The exercise:
Retyping should cover only the lines from the one containing "Task: tag every instance of the stainless steel dishwasher" through the final line of the records, with pictures omitted.

Records for processing:
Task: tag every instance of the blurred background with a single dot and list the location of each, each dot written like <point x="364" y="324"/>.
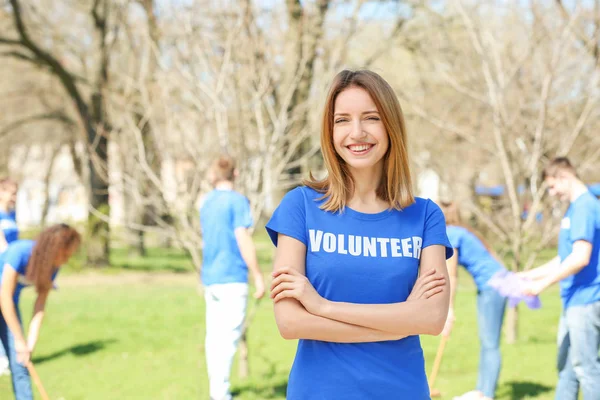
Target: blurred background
<point x="112" y="110"/>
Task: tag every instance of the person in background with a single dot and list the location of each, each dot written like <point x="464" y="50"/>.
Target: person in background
<point x="30" y="263"/>
<point x="577" y="268"/>
<point x="475" y="255"/>
<point x="228" y="254"/>
<point x="9" y="232"/>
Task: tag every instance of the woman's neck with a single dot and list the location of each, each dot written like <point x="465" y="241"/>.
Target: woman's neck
<point x="364" y="195"/>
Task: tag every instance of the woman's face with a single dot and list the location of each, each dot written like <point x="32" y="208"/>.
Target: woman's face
<point x="359" y="136"/>
<point x="8" y="196"/>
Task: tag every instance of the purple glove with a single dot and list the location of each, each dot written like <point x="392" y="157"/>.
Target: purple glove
<point x="508" y="284"/>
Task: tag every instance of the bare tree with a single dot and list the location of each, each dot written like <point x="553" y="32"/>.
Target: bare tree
<point x="510" y="94"/>
<point x="87" y="96"/>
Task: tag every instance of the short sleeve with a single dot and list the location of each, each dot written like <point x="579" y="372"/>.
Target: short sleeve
<point x="583" y="224"/>
<point x="289" y="218"/>
<point x="435" y="229"/>
<point x="17" y="258"/>
<point x="242" y="217"/>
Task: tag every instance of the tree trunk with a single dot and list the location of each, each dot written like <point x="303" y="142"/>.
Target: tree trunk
<point x="141" y="244"/>
<point x="98" y="235"/>
<point x="46" y="207"/>
<point x="512" y="325"/>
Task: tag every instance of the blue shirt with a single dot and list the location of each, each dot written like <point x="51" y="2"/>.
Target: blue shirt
<point x="17" y="257"/>
<point x="581" y="222"/>
<point x="222" y="212"/>
<point x="473" y="255"/>
<point x="359" y="258"/>
<point x="8" y="224"/>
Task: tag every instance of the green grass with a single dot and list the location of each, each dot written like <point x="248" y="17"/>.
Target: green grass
<point x="119" y="338"/>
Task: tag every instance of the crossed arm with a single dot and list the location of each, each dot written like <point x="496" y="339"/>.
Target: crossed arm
<point x="301" y="313"/>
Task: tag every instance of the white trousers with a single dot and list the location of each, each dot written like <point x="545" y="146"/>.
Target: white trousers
<point x="225" y="313"/>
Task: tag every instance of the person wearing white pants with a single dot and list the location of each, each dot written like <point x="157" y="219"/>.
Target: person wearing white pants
<point x="225" y="312"/>
<point x="228" y="254"/>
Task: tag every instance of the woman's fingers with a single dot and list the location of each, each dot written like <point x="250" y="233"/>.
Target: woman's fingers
<point x="282" y="278"/>
<point x="285" y="294"/>
<point x="281" y="287"/>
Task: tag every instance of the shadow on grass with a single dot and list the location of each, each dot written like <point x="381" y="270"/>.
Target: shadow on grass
<point x="263" y="390"/>
<point x="520" y="390"/>
<point x="78" y="350"/>
<point x="178" y="269"/>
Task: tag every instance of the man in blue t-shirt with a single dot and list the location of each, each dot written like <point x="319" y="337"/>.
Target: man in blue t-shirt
<point x="9" y="232"/>
<point x="228" y="254"/>
<point x="577" y="267"/>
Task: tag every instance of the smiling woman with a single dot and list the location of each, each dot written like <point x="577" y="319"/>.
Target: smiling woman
<point x="359" y="270"/>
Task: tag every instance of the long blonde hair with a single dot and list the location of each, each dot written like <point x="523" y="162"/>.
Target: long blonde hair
<point x="396" y="183"/>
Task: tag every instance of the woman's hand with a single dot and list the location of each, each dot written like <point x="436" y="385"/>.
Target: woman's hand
<point x="23" y="352"/>
<point x="427" y="285"/>
<point x="289" y="283"/>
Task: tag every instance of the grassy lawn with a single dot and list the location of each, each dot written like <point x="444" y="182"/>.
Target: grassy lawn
<point x="108" y="336"/>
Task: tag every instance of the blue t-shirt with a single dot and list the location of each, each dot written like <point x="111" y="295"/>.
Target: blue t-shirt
<point x="8" y="224"/>
<point x="222" y="212"/>
<point x="581" y="222"/>
<point x="17" y="256"/>
<point x="367" y="259"/>
<point x="473" y="255"/>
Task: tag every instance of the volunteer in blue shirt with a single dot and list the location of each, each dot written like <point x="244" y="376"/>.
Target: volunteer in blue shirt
<point x="349" y="250"/>
<point x="9" y="232"/>
<point x="577" y="268"/>
<point x="26" y="263"/>
<point x="474" y="254"/>
<point x="228" y="254"/>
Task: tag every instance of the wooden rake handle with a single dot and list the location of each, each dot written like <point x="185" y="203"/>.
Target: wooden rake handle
<point x="37" y="381"/>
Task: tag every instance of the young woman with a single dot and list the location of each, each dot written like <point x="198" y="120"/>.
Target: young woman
<point x="9" y="232"/>
<point x="25" y="263"/>
<point x="349" y="251"/>
<point x="473" y="253"/>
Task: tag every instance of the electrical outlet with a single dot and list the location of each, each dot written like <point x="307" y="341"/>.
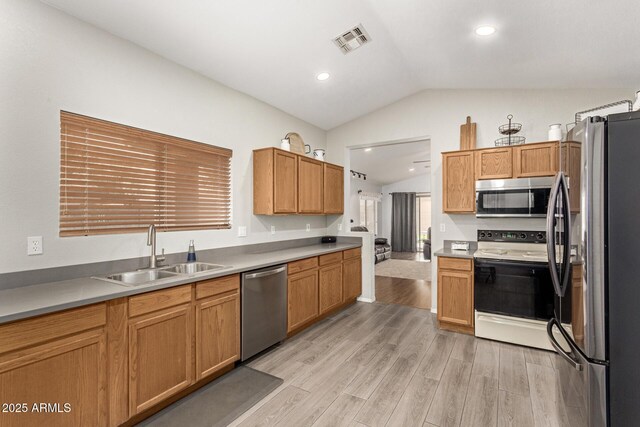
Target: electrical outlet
<point x="34" y="245"/>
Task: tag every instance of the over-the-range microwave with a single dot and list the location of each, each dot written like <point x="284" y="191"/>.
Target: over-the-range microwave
<point x="519" y="197"/>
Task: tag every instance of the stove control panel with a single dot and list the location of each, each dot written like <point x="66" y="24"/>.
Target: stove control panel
<point x="512" y="236"/>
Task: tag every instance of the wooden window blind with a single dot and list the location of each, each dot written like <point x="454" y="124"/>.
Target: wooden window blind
<point x="119" y="179"/>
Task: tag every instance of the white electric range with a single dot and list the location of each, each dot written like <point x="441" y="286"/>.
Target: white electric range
<point x="513" y="291"/>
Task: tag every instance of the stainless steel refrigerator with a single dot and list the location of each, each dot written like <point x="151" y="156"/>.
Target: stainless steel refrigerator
<point x="594" y="208"/>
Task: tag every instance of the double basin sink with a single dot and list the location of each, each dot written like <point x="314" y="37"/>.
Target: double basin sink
<point x="160" y="274"/>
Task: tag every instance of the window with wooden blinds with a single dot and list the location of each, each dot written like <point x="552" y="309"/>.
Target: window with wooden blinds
<point x="119" y="179"/>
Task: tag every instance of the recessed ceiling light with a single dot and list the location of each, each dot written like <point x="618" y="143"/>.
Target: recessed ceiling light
<point x="485" y="30"/>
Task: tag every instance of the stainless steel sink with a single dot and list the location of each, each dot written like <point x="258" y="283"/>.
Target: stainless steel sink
<point x="140" y="277"/>
<point x="154" y="275"/>
<point x="193" y="267"/>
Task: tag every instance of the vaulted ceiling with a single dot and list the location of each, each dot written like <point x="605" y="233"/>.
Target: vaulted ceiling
<point x="273" y="50"/>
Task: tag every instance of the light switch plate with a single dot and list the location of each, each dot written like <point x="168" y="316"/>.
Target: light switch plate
<point x="34" y="245"/>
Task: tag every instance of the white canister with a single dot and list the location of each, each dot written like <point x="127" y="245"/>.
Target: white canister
<point x="636" y="104"/>
<point x="318" y="154"/>
<point x="555" y="132"/>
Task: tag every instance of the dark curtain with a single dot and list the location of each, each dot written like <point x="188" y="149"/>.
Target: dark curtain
<point x="403" y="222"/>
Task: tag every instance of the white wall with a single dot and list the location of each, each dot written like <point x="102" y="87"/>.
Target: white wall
<point x="52" y="62"/>
<point x="417" y="184"/>
<point x="439" y="114"/>
<point x="368" y="186"/>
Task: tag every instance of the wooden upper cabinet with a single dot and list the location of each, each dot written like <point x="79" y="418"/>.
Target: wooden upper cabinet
<point x="275" y="182"/>
<point x="310" y="186"/>
<point x="539" y="159"/>
<point x="333" y="189"/>
<point x="458" y="182"/>
<point x="494" y="163"/>
<point x="160" y="356"/>
<point x="455" y="293"/>
<point x="302" y="298"/>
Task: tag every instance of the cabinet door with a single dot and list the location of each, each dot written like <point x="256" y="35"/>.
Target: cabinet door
<point x="302" y="298"/>
<point x="310" y="186"/>
<point x="333" y="189"/>
<point x="458" y="182"/>
<point x="330" y="279"/>
<point x="285" y="181"/>
<point x="68" y="371"/>
<point x="531" y="160"/>
<point x="495" y="163"/>
<point x="455" y="297"/>
<point x="160" y="356"/>
<point x="217" y="333"/>
<point x="352" y="278"/>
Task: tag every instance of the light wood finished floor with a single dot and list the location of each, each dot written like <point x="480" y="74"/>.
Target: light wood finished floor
<point x="411" y="292"/>
<point x="389" y="365"/>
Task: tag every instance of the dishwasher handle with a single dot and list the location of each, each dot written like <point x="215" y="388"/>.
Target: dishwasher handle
<point x="265" y="273"/>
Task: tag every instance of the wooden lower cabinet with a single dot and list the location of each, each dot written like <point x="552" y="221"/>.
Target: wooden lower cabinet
<point x="160" y="356"/>
<point x="330" y="283"/>
<point x="217" y="333"/>
<point x="455" y="294"/>
<point x="302" y="298"/>
<point x="351" y="278"/>
<point x="71" y="371"/>
<point x="59" y="361"/>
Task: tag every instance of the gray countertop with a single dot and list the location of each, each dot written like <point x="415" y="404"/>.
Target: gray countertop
<point x="448" y="252"/>
<point x="27" y="301"/>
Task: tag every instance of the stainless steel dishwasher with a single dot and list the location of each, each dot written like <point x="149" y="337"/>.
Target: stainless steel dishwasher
<point x="264" y="309"/>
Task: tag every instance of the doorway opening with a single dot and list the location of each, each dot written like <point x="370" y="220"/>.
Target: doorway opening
<point x="390" y="198"/>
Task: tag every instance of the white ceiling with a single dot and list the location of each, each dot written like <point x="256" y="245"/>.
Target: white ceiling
<point x="273" y="50"/>
<point x="386" y="164"/>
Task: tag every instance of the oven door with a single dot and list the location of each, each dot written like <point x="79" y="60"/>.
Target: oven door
<point x="522" y="202"/>
<point x="514" y="288"/>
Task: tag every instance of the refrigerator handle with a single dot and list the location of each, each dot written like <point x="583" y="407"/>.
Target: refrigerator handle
<point x="551" y="237"/>
<point x="557" y="346"/>
<point x="566" y="235"/>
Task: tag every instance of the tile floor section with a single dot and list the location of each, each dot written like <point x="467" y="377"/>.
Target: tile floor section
<point x="389" y="365"/>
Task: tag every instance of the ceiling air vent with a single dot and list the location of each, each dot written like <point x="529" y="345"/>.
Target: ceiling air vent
<point x="352" y="39"/>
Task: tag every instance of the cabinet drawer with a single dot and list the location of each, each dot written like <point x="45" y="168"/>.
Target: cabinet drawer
<point x="303" y="264"/>
<point x="351" y="253"/>
<point x="25" y="333"/>
<point x="455" y="264"/>
<point x="330" y="258"/>
<point x="217" y="286"/>
<point x="153" y="301"/>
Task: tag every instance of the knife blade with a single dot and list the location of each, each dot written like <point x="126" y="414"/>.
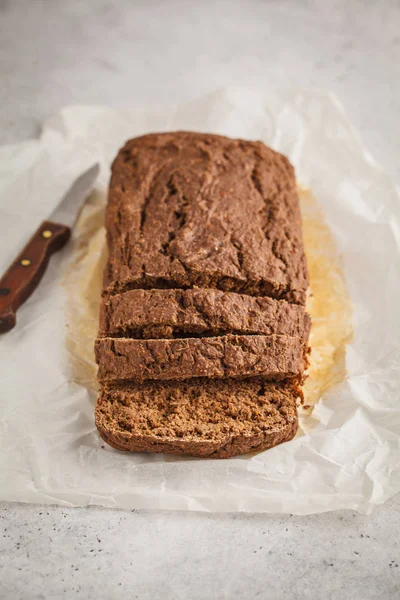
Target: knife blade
<point x="26" y="271"/>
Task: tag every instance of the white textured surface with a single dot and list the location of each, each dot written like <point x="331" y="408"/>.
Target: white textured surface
<point x="56" y="53"/>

Response:
Task: tag every instance of the stainless steel dishwasher with a single dot and list the location of each, each dot written like <point x="149" y="337"/>.
Target: stainless steel dishwasher
<point x="264" y="309"/>
Task: tag every instance of the doorway opening with a single dot and list the location of each, each dot written like <point x="370" y="220"/>.
Target: doorway opening
<point x="390" y="198"/>
Task: tag every instance of the white ceiling with a single dot and list the location of each, each dot written like <point x="256" y="245"/>.
Target: white ceiling
<point x="273" y="50"/>
<point x="386" y="164"/>
Task: tag every instance of the oven door with a single dot and list the location of each, each dot written like <point x="79" y="60"/>.
Target: oven door
<point x="522" y="202"/>
<point x="514" y="288"/>
Task: tag every instance of the refrigerator handle with a single dot and list the location of each, each dot written like <point x="583" y="407"/>.
Target: refrigerator handle
<point x="551" y="237"/>
<point x="557" y="346"/>
<point x="566" y="235"/>
Task: tag every instance of the tile floor section with a single dot and list the location of each, each dot written like <point x="467" y="377"/>.
Target: tile floor section
<point x="389" y="365"/>
Task: tag every instance of the ceiling air vent with a single dot and list the location of each, each dot written like <point x="529" y="345"/>.
Target: ceiling air vent
<point x="352" y="39"/>
Task: tag every instance of the cabinet drawer with a single dot and list the location of each, each dot written like <point x="45" y="168"/>.
Target: cabinet drawer
<point x="303" y="264"/>
<point x="351" y="253"/>
<point x="25" y="333"/>
<point x="455" y="264"/>
<point x="330" y="258"/>
<point x="217" y="286"/>
<point x="153" y="301"/>
Task: tag every instance of the knife blade with a single dot and list the location of each, each dot written like <point x="126" y="414"/>.
Target: knife blade
<point x="26" y="271"/>
Task: tag every instance of the white textured surface with a single dot and list the location of each, each dot written like <point x="331" y="408"/>.
Target: white textured surface
<point x="56" y="53"/>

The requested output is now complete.